TUSSEN HEMELVAART EN PINKSTEREN
Lucas 24:53, “En zij waren alien tijd in de tempel, lovende en dankende God. Amen.”
Part II
De discipelen hebben op een bepaalde wijze hun blijdschap aan de Heere mogen bekend maken. De Heere had hun die blijdschap geschonken. Dat was een onwaardeerbaar voorecht. Het was geen gestolen blijdschap, het was ook geen nagemaakte blijdschap, het was blijdschap die de Heere door Zijn Geest in hun harten had gewrocht.
Ze mochten Hem “loven”. Ze mochten de Heere prijzen voor Zijn onuitsprekelijke gave. Hier was het waar: “Die gunst heeft God Zijn volk bewezen, opdat het altoos Hem zou vrezen.” Immers, Hij, de Vorst der aard, is die hulde waard.
Bij Christus ingang in de hemel hebben de engelen Vader en Zoon verheerlijkt en hebben zich verblijd over de grote weldaad die God de Vader, in het geven van Zijn enige en dierbare Zoon gegeven had. Immers, van de nooit begonnen stilte der eeuwigheid heeft de Almachtige de weg uitgedacht waardoor goddeloze zondaren nog weer tot Hem konden worden teruggebracht, in de weg van waarachtige bekering.

## Verzameld materiaal
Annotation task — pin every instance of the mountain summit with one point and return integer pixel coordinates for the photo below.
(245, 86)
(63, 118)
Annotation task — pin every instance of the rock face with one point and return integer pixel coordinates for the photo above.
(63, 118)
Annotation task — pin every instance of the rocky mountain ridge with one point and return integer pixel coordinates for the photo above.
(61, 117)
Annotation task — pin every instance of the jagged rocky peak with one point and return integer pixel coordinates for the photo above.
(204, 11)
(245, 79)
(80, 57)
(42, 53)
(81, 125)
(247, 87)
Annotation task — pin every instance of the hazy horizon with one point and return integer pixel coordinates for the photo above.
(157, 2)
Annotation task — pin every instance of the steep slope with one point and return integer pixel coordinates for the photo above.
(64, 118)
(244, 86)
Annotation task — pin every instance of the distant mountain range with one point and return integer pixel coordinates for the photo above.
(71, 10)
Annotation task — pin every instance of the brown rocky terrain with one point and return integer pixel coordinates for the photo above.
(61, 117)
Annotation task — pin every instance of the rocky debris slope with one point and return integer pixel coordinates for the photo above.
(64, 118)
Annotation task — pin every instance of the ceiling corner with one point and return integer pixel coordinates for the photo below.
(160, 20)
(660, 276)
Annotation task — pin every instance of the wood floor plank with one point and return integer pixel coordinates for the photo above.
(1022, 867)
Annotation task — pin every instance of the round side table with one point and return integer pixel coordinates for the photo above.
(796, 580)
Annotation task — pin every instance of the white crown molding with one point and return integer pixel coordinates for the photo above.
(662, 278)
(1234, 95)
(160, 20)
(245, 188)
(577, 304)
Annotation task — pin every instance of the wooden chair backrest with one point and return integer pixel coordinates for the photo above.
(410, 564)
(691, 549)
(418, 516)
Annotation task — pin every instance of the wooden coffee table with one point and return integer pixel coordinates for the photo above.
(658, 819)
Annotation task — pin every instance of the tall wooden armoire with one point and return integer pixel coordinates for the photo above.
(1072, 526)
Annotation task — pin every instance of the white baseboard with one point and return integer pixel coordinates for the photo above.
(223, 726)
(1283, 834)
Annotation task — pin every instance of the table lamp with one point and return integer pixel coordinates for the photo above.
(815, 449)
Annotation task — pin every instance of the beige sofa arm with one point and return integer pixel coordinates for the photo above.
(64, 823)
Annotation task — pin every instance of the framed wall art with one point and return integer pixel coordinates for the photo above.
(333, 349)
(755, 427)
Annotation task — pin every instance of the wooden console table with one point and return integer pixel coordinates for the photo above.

## Te volgen instructies
Zeg alstublieft aan de hand van het tekstfragment waardoor de Heere de blijdschap in de harten van de discipelen had gewrocht.

## Jouw antwoord
Door Zijn Geest.